▶ _Instructions for the task_: Retype each of the following lines without changing anything.

----- Record set

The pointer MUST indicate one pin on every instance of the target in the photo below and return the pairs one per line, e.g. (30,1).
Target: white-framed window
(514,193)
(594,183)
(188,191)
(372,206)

----------

▶ _Finished task_:
The pointer MUST indicate one pin on every instance of the target in the photo below and return the pairs one per line, e.g. (30,1).
Target: white-framed window
(514,193)
(594,183)
(188,191)
(372,206)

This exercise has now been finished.